__PASSAGE SHOWN__
Inside a Network Packet
Introduction
Lately, I’ve been moving away from high-level abstractions and diving into how things actually travel across the wire. We often talk about “packets” as these abstract units of data, but at the end of the day, they are just contiguous chunks of memory with a very specific layout.
To understand this, I’ve been working on a project called NetScribe. It’s a packet sniffer written in C that uses raw sockets to capture frames and manually parse them. No high-level libraries - just coffee and segfaults pains.
Raw socket
A raw socket is a socket with no protocol abstraction applied. Raw socket allows us to bypass the kernel’s network stack processing. Instead of the OS stripping headers for us, we get the full, unadulterated buffer off the wire.
On Linux systems, a raw socket can be created using the POSIX socket() API:
#include <sys/socket.h>
int raw_sock = socket(
AF_PACKET,
SOCK_RAW,
htons(ETH_P_ALL)
);Here is what is happening:
-
AF_PACKET: This tells the kernel we want to operate at the Data Link Layer (Layer 2). Unlike AF_INET (which gives you IP packets), this gives us the Ethernet frames directly from the device driver.
-
SOCK_RAW: Indicates that the socket should expose the entire frame, including Ethernet headers. Nothing is stripped or interpreted by the kernel.
-
htons(ETH_P_ALL): This macro ensures we capture all protocols (IPv4, IPv6, ARP, etc.), not just a specific type.

__ENTRIES SUPPLIED__
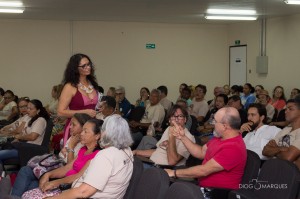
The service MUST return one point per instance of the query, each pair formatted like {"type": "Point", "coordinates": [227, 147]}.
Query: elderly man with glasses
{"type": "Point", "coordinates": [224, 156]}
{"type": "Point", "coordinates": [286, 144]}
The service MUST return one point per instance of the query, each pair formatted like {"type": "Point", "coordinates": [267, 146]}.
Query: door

--

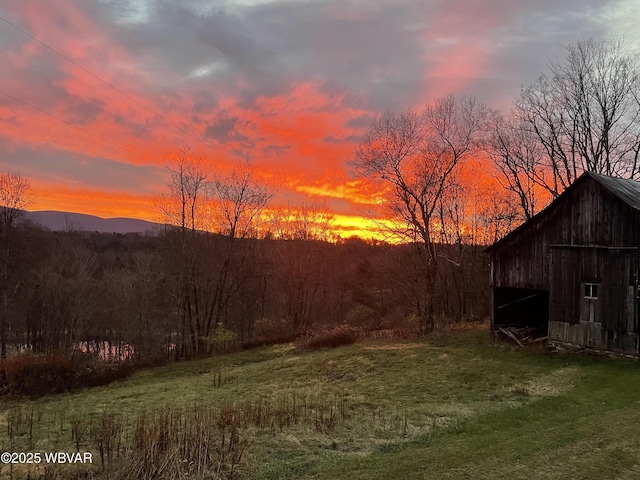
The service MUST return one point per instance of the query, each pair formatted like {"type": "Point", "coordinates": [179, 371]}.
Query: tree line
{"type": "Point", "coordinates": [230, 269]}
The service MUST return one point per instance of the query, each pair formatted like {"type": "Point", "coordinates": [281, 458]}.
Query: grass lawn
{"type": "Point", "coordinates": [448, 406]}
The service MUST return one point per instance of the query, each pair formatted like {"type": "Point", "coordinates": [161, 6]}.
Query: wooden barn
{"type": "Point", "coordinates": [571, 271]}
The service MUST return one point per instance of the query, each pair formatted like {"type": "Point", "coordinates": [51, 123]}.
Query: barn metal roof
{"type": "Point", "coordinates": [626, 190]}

==

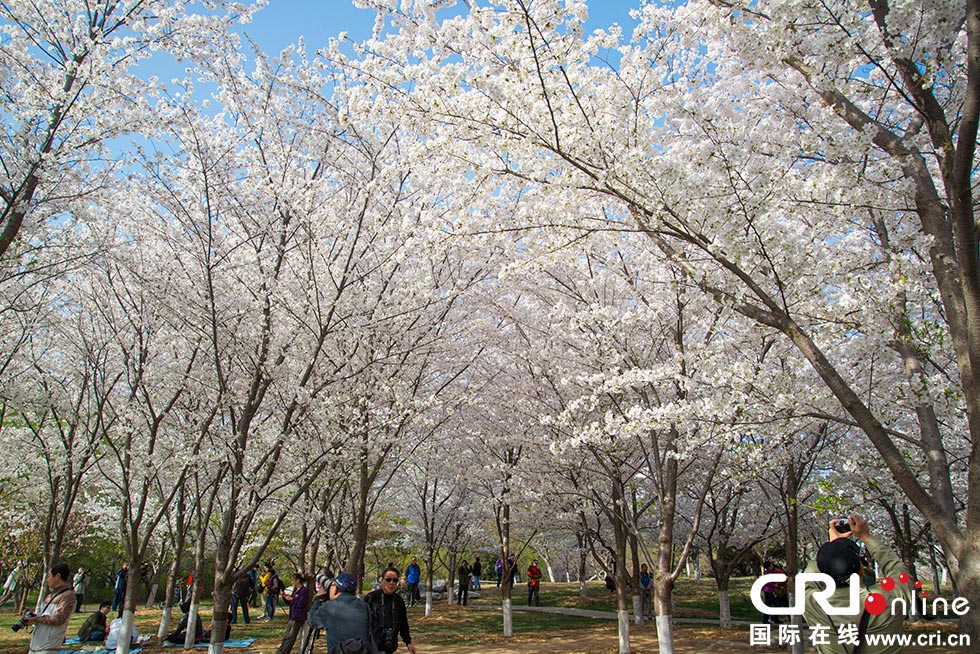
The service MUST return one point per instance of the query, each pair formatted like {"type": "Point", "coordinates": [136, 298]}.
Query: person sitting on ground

__OBJECTIVE 1__
According to the network packet article, at which layer does AF_PACKET tell the kernel the program wants to operate?
__OBJECTIVE 2__
Transcribe the network packet article between "On Linux systems, a" and "by the kernel.", inclusive.
The records are separate from the network packet article.

__WORKED ANSWER 1__
The Data Link Layer (Layer 2).

__WORKED ANSWER 2__
On Linux systems, a raw socket can be created using the POSIX socket() API:
#include <sys/socket.h>
int raw_sock = socket(
AF_PACKET,
SOCK_RAW,
htons(ETH_P_ALL)
);Here is what is happening:
-
AF_PACKET: This tells the kernel we want to operate at the Data Link Layer (Layer 2). Unlike AF_INET (which gives you IP packets), this gives us the Ethernet frames directly from the device driver.
-
SOCK_RAW: Indicates that the socket should expose the entire frame, including Ethernet headers. Nothing is stripped or interpreted by the kernel.